Retype all of the entries word for word.
::: Dataset content
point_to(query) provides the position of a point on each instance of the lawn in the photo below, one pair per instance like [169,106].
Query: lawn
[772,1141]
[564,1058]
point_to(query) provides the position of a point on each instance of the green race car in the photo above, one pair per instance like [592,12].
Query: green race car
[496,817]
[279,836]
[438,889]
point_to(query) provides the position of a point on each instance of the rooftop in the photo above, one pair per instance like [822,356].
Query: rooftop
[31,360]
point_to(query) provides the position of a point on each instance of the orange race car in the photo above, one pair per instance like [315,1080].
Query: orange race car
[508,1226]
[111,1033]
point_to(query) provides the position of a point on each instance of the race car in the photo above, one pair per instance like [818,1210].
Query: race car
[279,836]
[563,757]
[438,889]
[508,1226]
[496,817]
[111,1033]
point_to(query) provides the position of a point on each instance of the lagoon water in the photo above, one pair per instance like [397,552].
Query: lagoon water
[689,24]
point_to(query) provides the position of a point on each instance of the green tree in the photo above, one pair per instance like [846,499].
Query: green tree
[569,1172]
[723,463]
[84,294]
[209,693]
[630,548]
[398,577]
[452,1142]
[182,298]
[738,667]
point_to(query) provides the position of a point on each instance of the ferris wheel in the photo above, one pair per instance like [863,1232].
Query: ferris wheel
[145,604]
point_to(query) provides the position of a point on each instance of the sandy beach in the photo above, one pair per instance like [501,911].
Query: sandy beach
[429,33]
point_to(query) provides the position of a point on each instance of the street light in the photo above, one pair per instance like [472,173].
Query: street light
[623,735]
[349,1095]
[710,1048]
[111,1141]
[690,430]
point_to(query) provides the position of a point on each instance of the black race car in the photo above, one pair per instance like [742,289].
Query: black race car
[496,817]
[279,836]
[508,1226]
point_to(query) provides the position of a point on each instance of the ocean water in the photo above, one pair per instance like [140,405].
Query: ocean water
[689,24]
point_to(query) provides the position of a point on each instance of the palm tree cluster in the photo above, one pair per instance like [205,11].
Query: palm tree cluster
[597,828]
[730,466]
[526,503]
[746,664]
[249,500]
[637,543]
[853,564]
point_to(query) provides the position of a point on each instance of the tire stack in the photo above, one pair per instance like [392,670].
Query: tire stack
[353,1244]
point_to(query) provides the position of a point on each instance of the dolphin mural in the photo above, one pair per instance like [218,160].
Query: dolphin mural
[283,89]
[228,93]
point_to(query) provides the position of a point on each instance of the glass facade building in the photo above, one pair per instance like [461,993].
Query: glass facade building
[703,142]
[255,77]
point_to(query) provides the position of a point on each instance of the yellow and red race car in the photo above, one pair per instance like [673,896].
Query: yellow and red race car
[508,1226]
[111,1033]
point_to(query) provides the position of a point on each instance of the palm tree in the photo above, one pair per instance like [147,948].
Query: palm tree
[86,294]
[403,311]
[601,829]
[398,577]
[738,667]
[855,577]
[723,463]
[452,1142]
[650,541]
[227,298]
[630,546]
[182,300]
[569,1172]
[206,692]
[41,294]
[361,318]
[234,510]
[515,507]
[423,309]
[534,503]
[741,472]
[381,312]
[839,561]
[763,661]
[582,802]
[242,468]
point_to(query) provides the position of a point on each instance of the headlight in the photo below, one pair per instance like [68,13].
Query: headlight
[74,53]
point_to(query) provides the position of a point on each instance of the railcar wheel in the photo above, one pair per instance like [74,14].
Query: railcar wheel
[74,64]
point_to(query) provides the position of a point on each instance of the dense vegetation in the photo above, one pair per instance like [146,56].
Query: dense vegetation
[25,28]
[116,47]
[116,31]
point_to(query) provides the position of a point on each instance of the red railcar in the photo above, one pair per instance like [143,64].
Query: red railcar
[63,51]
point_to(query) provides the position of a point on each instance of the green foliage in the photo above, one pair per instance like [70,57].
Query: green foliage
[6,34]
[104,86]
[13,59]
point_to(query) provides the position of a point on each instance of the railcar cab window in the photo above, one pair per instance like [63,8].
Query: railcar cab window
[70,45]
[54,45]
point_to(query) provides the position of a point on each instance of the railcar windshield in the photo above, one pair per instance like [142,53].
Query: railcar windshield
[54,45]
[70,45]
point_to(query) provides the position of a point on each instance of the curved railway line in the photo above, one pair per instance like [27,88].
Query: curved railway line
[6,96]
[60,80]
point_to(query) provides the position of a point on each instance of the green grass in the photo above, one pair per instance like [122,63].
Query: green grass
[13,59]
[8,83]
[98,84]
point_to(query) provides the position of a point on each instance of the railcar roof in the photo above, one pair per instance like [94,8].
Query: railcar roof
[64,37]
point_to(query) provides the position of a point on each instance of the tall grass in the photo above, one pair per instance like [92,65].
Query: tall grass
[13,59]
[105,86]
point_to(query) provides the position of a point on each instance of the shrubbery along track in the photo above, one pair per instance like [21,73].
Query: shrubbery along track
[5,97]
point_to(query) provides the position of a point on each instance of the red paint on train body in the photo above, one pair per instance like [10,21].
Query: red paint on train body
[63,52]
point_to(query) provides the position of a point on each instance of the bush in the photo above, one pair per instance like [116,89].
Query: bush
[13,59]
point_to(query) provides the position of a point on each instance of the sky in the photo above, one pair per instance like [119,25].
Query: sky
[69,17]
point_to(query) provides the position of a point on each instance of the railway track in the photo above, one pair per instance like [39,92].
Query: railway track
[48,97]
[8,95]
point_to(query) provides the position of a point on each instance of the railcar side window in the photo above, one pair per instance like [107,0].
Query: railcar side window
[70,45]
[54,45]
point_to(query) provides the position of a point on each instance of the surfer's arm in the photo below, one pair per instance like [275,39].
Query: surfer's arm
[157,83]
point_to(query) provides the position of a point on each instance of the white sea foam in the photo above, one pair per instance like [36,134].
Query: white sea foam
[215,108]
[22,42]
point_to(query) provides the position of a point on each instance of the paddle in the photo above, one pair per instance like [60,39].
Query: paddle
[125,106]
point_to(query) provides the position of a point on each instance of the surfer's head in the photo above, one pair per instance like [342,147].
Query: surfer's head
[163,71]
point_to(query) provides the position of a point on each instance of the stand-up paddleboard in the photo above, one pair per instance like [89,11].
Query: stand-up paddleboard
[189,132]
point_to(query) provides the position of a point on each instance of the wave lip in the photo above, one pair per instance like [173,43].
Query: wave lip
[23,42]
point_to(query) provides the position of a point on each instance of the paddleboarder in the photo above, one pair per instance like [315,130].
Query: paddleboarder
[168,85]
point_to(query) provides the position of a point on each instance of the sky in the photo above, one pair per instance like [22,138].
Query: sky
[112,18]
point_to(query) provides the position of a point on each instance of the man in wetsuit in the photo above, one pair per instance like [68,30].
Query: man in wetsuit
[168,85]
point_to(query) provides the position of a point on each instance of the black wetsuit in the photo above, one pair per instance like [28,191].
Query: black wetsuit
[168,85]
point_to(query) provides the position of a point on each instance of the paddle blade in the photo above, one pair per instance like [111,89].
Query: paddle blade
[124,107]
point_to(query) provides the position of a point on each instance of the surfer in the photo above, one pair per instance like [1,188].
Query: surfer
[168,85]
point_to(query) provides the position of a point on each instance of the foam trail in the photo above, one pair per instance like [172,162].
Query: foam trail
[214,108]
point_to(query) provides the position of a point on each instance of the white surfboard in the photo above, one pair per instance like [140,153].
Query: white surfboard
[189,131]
::::::
Written reply —
point_to(query) provides the position of a point on each instance of the lawn in the photo below, one pair per instance like [169,106].
Query: lawn
[772,1141]
[564,1058]
point_to(query) provides the position of a point on each instance of the green race car in the photo above, one pair per instance like [592,12].
Query: green race car
[496,817]
[279,836]
[438,889]
point_to(query) provides the position of a point on each instance of the rooftop in the photo above, one pair per instance like [822,356].
Query: rooftop
[31,360]
point_to(query) provides the position of a point on each instance of the orange race car in the photo above, one pair per instance like [315,1080].
Query: orange race car
[508,1226]
[111,1033]
point_to(query) provides the position of a point on each instance of the race car in the photo above, one pair per instance like [818,1210].
Query: race car
[279,836]
[563,757]
[438,889]
[508,1226]
[496,817]
[111,1033]
point_to(query) provides the position of a point on each instance of the lagoon water in the photo above, one pair per instance like [397,552].
Query: lagoon water
[689,24]
point_to(query) provides the position of a point on each instance of the green tree in the photo above, one pair per instance like [846,499].
Query: green tree
[569,1172]
[723,463]
[84,294]
[209,693]
[630,548]
[398,577]
[452,1142]
[182,298]
[738,667]
point_to(query) provides the position of a point on each instance of the ferris wheel in the photo above, one pair per instance like [863,1232].
Query: ferris wheel
[145,604]
point_to(query) provides the position of a point on each instance of the sandy beach in the photo above, one pair per instance like [501,911].
Query: sandy beach
[429,33]
point_to(query) provides the position of a point on each instance of the street light in the photo above, one pair per instance like [472,173].
Query: street light
[623,735]
[349,1095]
[710,1048]
[111,1141]
[690,430]
point_to(query) provides the position of a point on each instance of the black race car in the photo above, one pair per instance like [742,289].
Query: black race car
[496,817]
[279,836]
[508,1226]
point_to(query) provides the position of a point on each instance of the ocean water in the photo above, one pair per instance like [140,405].
Query: ocean water
[689,24]
point_to(query) provides the position of a point on each instance of the palm tree cluster in the photo above, one pair per instance like [205,11].
Query: palm tree cluster
[597,828]
[730,466]
[526,503]
[746,664]
[249,500]
[637,543]
[853,564]
point_to(query) provides the position of a point on each instance of the tire stack in the photo above, one pair per instance like [392,670].
Query: tire stack
[353,1244]
point_to(query) provides the position of a point on each instance of the dolphin mural in the photo above, one pair per instance like [218,160].
Query: dolphin mural
[283,89]
[228,93]
point_to(query) provides the position of a point on each instance of the glass facade building in the photo above, one pair per instance like [461,993].
Query: glass facade building
[703,142]
[255,77]
point_to(query) provides the position of a point on each instance of the yellow and red race car in the photo above, one pair per instance like [673,896].
Query: yellow and red race car
[508,1226]
[111,1033]
point_to(query) provides the position of a point on each instance of the palm tree in the photo above, one pair per instance like [147,948].
Query: palm tree
[86,294]
[403,311]
[601,829]
[398,577]
[738,667]
[855,577]
[723,463]
[452,1142]
[650,541]
[227,298]
[630,546]
[182,300]
[569,1172]
[206,692]
[41,294]
[361,318]
[234,510]
[515,507]
[423,309]
[534,503]
[741,472]
[381,312]
[839,561]
[763,661]
[582,802]
[242,468]
point_to(query) provides the position of a point on each instance of the headlight in the photo below, one pair per instance like [68,13].
Query: headlight
[74,53]
point_to(query) provides the position of a point on each instance of the railcar wheel in the photo above, one pair per instance like [74,14].
Query: railcar wheel
[74,64]
point_to(query) provides the position of a point on each instance of the dense vegetation in the photo above, one pair per instance like [146,56].
Query: dense vegetation
[25,28]
[116,47]
[116,31]
point_to(query) provides the position of a point on each instance of the red railcar in the photo above, one pair per instance like [143,64].
Query: red railcar
[63,51]
point_to(query) provides the position of a point on each instance of the green foliage in the photo above, one pair per instance like [70,57].
Query: green foliage
[6,34]
[104,86]
[13,59]
point_to(query) provides the position of a point on each instance of the railcar cab window in the photo above, one pair per instance like [63,8].
Query: railcar cab window
[70,45]
[54,45]
point_to(query) provides the position of a point on each instance of the railcar windshield in the photo above, one pair per instance like [142,53].
Query: railcar windshield
[54,45]
[70,45]
point_to(query) provides the position of a point on each instance of the curved railway line in the photo above, one pair per instance like [27,88].
Query: curved railway line
[6,96]
[60,80]
point_to(query) provides the position of a point on each instance of the green grass in the photo above, one pair per instance like [122,63].
Query: green grass
[13,59]
[8,83]
[98,84]
point_to(query) provides the position of a point on each instance of the railcar roof in the photo above, one pair per instance like [94,8].
Query: railcar roof
[64,37]
point_to(query) provides the position of a point on each instance of the tall grass in the photo above, one pair per instance like [92,65].
Query: tall grass
[13,59]
[105,86]
point_to(query) provides the position of a point on each instance of the shrubbery along track in the photo above, one pair per instance like [21,73].
Query: shrubbery along track
[5,97]
point_to(query) provides the position of a point on each instance of the red paint on train body in the photo above, one pair per instance like [10,21].
Query: red paint on train body
[63,52]
point_to(query) provides the position of a point on each instance of the bush in the photo above, one pair per instance like [116,89].
Query: bush
[13,59]
point_to(query) provides the position of a point on each instance of the sky in the photo above, one pair per instance like [119,25].
Query: sky
[69,17]
point_to(query) provides the position of a point on each instance of the railway track in the photo above, one pair per instance like [39,92].
Query: railway track
[48,97]
[8,95]
point_to(query) provides the position of a point on each instance of the railcar side window in the photo above, one pair per instance like [107,0].
Query: railcar side window
[70,45]
[54,45]
point_to(query) provides the position of a point on each instance of the surfer's arm in the photo below, one pair per instance like [275,39].
Query: surfer's arm
[157,83]
point_to(query) provides the position of a point on each instance of the white sea foam in the photo above, one pair per instance like [36,134].
Query: white sea foam
[215,108]
[22,42]
point_to(query) provides the position of a point on each instance of the paddle in the photo above, one pair per instance like [60,39].
Query: paddle
[125,106]
point_to(query) provides the position of a point on each instance of the surfer's head in the photo above, one pair per instance like [342,147].
Query: surfer's head
[163,71]
point_to(query) provides the position of a point on each instance of the stand-up paddleboard in the photo above, one pair per instance like [89,11].
Query: stand-up paddleboard
[189,132]
point_to(query) provides the position of a point on each instance of the wave lip in the photo above, one pair per instance like [173,43].
Query: wave lip
[23,42]
point_to(query) provides the position of a point on each instance of the paddleboarder in the photo above, one pair per instance like [315,130].
Query: paddleboarder
[168,85]
point_to(query) provides the position of a point on each instance of the sky in the photo above, one pair per instance like [22,138].
Query: sky
[112,18]
point_to(query) provides the position of a point on each instance of the man in wetsuit in the photo above, one pair per instance like [68,30].
Query: man in wetsuit
[168,85]
point_to(query) provides the position of a point on each instance of the black wetsuit in the photo above, one pair per instance like [28,191].
Query: black wetsuit
[168,85]
point_to(query) provides the position of a point on each instance of the paddle blade in the photo above, one pair per instance like [111,89].
Query: paddle blade
[124,107]
point_to(query) provides the position of a point on each instance of the surfer in the photo above, one pair per instance like [1,188].
Query: surfer
[168,85]
point_to(query) provides the position of a point on each instance of the foam trail in the photo above, one pair per instance like [172,162].
Query: foam trail
[214,108]
point_to(query) provides the position of a point on each instance of the white surfboard in the photo above, one pair per instance like [140,153].
Query: white surfboard
[189,131]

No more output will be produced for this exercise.